SUPPLIED RECORDS =>

━━━━━━━━━━

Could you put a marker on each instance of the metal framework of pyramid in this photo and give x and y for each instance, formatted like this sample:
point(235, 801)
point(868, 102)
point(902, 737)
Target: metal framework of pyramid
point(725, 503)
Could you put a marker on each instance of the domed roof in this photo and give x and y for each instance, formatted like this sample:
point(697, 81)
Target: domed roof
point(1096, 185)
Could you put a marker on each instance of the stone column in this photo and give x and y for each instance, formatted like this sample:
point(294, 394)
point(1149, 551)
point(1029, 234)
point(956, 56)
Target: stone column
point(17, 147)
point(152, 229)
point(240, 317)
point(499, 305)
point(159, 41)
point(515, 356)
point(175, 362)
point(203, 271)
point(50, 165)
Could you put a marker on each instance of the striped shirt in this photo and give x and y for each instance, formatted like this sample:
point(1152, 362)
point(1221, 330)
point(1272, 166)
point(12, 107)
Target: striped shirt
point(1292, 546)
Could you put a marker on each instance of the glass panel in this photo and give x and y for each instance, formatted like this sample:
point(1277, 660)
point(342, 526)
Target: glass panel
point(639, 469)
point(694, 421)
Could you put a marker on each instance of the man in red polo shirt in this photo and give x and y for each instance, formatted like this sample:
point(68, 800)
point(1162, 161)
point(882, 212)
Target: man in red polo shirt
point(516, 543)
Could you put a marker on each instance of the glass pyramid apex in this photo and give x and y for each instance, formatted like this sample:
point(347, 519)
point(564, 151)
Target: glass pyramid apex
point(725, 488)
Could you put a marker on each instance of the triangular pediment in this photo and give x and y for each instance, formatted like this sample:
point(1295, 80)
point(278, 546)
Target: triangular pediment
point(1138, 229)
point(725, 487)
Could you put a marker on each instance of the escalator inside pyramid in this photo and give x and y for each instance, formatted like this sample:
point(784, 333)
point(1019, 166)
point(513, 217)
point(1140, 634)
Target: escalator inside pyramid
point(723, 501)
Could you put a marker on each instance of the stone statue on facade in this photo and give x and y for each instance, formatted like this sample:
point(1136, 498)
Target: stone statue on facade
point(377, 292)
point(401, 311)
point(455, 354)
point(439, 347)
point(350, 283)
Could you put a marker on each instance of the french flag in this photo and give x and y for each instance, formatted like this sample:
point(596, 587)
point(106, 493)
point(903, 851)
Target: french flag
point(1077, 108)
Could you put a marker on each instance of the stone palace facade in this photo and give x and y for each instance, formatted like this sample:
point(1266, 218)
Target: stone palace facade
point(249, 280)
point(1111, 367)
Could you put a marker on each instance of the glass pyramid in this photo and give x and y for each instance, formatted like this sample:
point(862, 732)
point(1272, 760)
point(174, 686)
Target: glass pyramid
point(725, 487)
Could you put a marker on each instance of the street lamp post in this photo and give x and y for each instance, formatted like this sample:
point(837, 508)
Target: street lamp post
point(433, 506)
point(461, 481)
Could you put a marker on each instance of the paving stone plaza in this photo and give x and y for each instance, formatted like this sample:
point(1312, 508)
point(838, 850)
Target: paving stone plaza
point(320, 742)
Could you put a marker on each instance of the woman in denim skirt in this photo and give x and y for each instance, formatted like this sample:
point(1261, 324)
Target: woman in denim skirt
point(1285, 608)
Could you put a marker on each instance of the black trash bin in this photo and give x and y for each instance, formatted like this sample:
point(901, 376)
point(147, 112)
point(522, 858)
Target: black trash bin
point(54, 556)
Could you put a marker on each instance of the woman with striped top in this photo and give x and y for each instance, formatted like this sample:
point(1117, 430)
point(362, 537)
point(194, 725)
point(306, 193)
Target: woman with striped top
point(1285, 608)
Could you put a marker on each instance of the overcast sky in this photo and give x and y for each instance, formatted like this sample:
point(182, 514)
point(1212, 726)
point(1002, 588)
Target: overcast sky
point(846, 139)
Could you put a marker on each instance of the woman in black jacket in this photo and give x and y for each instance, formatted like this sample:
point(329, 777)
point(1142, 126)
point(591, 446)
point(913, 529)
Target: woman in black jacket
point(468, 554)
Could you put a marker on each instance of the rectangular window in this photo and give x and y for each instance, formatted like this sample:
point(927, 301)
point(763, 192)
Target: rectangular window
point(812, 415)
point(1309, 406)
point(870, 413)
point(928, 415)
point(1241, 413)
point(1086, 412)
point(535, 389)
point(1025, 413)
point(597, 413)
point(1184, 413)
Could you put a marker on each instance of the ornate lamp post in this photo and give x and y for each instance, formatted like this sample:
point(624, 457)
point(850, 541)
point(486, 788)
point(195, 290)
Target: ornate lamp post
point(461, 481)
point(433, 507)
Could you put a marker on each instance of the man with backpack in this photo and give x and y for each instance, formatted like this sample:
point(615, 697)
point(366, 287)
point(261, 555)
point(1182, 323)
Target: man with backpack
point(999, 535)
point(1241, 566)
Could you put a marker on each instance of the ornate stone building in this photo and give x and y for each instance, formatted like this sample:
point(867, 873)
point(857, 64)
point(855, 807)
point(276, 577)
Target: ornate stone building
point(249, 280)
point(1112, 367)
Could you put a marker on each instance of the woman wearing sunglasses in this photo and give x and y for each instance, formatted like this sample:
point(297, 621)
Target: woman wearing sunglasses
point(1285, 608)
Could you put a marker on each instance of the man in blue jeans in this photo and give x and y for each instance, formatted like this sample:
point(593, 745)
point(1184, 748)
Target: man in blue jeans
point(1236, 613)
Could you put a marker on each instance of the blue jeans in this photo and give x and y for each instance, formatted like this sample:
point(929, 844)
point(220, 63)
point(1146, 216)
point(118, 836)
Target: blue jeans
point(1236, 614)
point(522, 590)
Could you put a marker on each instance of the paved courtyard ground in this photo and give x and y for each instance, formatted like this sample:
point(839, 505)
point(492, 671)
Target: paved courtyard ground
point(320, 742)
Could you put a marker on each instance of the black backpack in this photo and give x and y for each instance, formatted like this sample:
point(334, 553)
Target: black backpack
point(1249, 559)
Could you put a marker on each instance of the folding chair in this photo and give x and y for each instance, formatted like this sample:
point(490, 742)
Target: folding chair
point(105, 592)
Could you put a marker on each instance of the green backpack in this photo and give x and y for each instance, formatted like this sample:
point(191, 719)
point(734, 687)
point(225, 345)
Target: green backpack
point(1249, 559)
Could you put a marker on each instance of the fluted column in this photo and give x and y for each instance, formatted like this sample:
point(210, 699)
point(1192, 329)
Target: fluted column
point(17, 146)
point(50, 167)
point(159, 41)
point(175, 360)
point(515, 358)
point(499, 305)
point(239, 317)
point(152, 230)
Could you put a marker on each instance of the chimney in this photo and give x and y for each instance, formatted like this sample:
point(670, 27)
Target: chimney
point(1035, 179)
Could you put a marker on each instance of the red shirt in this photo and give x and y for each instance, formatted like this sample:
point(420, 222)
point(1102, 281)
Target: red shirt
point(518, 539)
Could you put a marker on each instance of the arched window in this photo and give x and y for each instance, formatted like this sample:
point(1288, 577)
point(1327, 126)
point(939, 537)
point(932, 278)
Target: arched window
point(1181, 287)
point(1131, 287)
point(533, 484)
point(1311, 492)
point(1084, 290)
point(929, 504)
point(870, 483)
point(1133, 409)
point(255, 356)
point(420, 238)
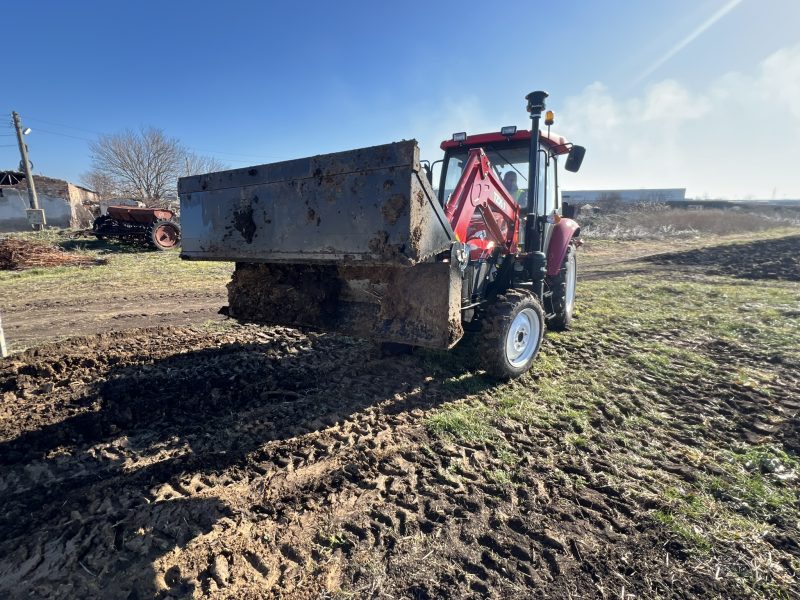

━━━━━━━━━━

YOUR INSTRUCTIONS => Copy every one of the entries above word for word, leaving out the pictures.

SOLUTION =>
Could you put a marker on each instance of the metal framework of pyramid in this photo and give x and y for each instance, formatted like this sample:
point(235, 801)
point(868, 102)
point(902, 737)
Target: metal framework of pyramid
point(725, 503)
Could you put a marker on each instance of the domed roof in this photo and give x and y for each instance, formatted like this sample:
point(697, 81)
Target: domed roof
point(1096, 185)
Could you put a marker on each instance of the stone column in this photo and give x and y for each instance, formatted like this sample:
point(294, 394)
point(1149, 551)
point(1029, 234)
point(956, 56)
Target: stone column
point(17, 147)
point(152, 229)
point(240, 317)
point(499, 305)
point(159, 41)
point(515, 356)
point(175, 362)
point(203, 271)
point(50, 165)
Could you put a marker on each instance of the striped shirt in this photo and give x and y for each instance, formatted like this sample:
point(1152, 362)
point(1221, 330)
point(1272, 166)
point(12, 107)
Target: striped shirt
point(1292, 546)
Could you put a marker on each instance of the glass panel in this photo and give x and y for each instance, formatted like this sample:
point(1277, 660)
point(342, 526)
Target: glass panel
point(639, 469)
point(694, 421)
Could you put a marker on each instance of the man in red polo shirt in this photo and give x and y for each instance, formatted like this sample:
point(68, 800)
point(1162, 161)
point(882, 212)
Target: man in red polo shirt
point(516, 543)
Could you put a marker on each instance of the glass pyramid apex in this photo and give x and y for each instance, formatted like this sample:
point(347, 519)
point(564, 151)
Target: glass pyramid apex
point(725, 488)
Could you put a marker on each instance of the triangular pediment in this photo and give x and y for each instance, formatted like this sample:
point(1295, 80)
point(278, 546)
Target: triangular pediment
point(1138, 229)
point(725, 487)
Could you put a marker on each instance of the escalator inside pyramid in this photo and give x and y for each instance, formatted like this sample:
point(784, 333)
point(1019, 166)
point(513, 217)
point(1140, 634)
Target: escalator inside pyramid
point(723, 501)
Could you put a marker on each instance of the stone statue on facade in this photo and give x and y for each instance, formatted like this sample:
point(1136, 498)
Target: stone statue on facade
point(377, 292)
point(401, 311)
point(455, 354)
point(439, 347)
point(350, 283)
Could you put a marker on each instance of the french flag in this photo and give x and y for each instance, formatted like this sample:
point(596, 587)
point(106, 493)
point(903, 851)
Target: french flag
point(1077, 108)
Could you put a marker on each instance of the stone palace facade in this photo and give x and y for each instance, formatted like this sample:
point(1266, 218)
Target: stone palace facade
point(249, 280)
point(1111, 367)
Could you put a marker on each instance of the glass pyramid in this photo and give x and y for each instance, formatted like this sample:
point(862, 732)
point(1272, 760)
point(174, 686)
Target: glass pyramid
point(725, 487)
Could you put a marker on each instance of the street lamp post in this photo and give x and y for each instance, formatted like this sample:
point(837, 508)
Target: street lamp post
point(433, 506)
point(461, 481)
Could you put a marker on each instance of the paving stone plaza in this photo and give x and y for each instance, formatted like this sample:
point(1312, 508)
point(838, 850)
Target: paving stone plaza
point(320, 742)
Could you put a marker on each instance of the woman in denim skirt in this photo and give x and y for each instance, formatted like this sample:
point(1261, 324)
Target: woman in denim skirt
point(1285, 608)
Could you put a marker on each instance of the black trash bin in this photo and give x and y for each instance, formatted like this sample:
point(901, 376)
point(147, 112)
point(522, 858)
Target: black trash bin
point(54, 556)
Could you put a marker on each instance of the woman with striped top in this photo and give x and y for each instance, formatted like this sample:
point(1117, 430)
point(362, 537)
point(194, 725)
point(306, 193)
Target: woman with striped top
point(1285, 608)
Could you put a marker on each instance of the overcast sky in this photo and give x and y for each instance, formatted like this sample:
point(182, 514)
point(1212, 726)
point(1002, 588)
Target: overcast sky
point(846, 139)
Could you put a marker on each instance of the woman in black jacket in this photo and give x and y for each instance, formatted like this sample:
point(329, 777)
point(1142, 126)
point(591, 446)
point(913, 529)
Target: woman in black jacket
point(468, 554)
Could you put a marker on each instance of the rectangular window in this photo and give x and y for each instance, formatted like this sample:
point(927, 301)
point(763, 192)
Target: rectangular window
point(812, 415)
point(1309, 406)
point(870, 413)
point(928, 415)
point(1241, 413)
point(1086, 412)
point(535, 389)
point(1025, 413)
point(597, 413)
point(1184, 413)
Could you put a marker on each instance of the ornate lamp post in this photo and give x and y for each instance, formatted like this sample:
point(624, 457)
point(850, 541)
point(486, 788)
point(195, 290)
Target: ornate lamp post
point(461, 481)
point(433, 507)
Could you put a marker on each instance of the man with backpack in this photo and give x and y for each instance, formatted like this sample:
point(615, 697)
point(366, 287)
point(261, 555)
point(1182, 323)
Target: man with backpack
point(999, 535)
point(1241, 566)
Could you put a marker on each instance of the ornate stone building in this photo and give x and y for each instance, formatted like this sample:
point(867, 873)
point(857, 64)
point(855, 807)
point(276, 577)
Target: ornate stone building
point(249, 280)
point(1112, 367)
Could you put a marker on each instance of the woman wearing sunglasses in this photo and give x and y for each instance, formatted like this sample:
point(297, 621)
Target: woman wearing sunglasses
point(1285, 608)
Could you put a marker on each instance of the man in blue jeans in this photo and give x and y for each instance, formatted like this sample:
point(593, 745)
point(1184, 748)
Target: man in blue jeans
point(1236, 613)
Could you put a marker on each instance of the blue jeans in this photo and give x and y for each instance, formatted like this sample:
point(929, 844)
point(220, 63)
point(1146, 216)
point(118, 836)
Target: blue jeans
point(1236, 614)
point(522, 590)
Could you put a marker on each instance of the paved courtyard ground in this photo and give x and y for each instance, formatted like this sample:
point(839, 505)
point(492, 671)
Target: paved courtyard ground
point(320, 742)
Could you put a marker on each instance of the black backpack in this photo and give x and y for each instance, formatted like this sample:
point(334, 553)
Target: black backpack
point(1249, 559)
Could you put a marker on each instance of the folding chair in this photo and give x and y for each instance, formatted like this sample:
point(490, 742)
Target: folding chair
point(105, 592)
Could you put a marker on each instance of the green backpack in this photo and give x and y for each instance, formatted like this sample:
point(191, 719)
point(734, 687)
point(225, 345)
Target: green backpack
point(1249, 559)
Could you put a marker on each instance of the fluted column in this photo and give x and y for each instance, formatted like this sample:
point(210, 699)
point(1192, 329)
Target: fluted column
point(17, 146)
point(50, 167)
point(159, 41)
point(175, 360)
point(515, 358)
point(499, 305)
point(239, 317)
point(152, 230)
Could you put a marker on each instance of the chimney in this photo and give x and y for each instance, formatted like this sample:
point(670, 27)
Target: chimney
point(1035, 179)
Could you put a marker on each instance of the red shirt in this photo and give x and y for each instance, formatted like this sample:
point(420, 222)
point(1102, 281)
Target: red shirt
point(518, 539)
Could you put a marker on each instance of the arched window in this photo and give x and y for each instance, formatted like this sample:
point(1288, 577)
point(1327, 126)
point(939, 537)
point(932, 278)
Target: arched window
point(1181, 287)
point(1131, 287)
point(533, 484)
point(1311, 492)
point(1084, 290)
point(929, 504)
point(870, 483)
point(1133, 409)
point(255, 356)
point(420, 238)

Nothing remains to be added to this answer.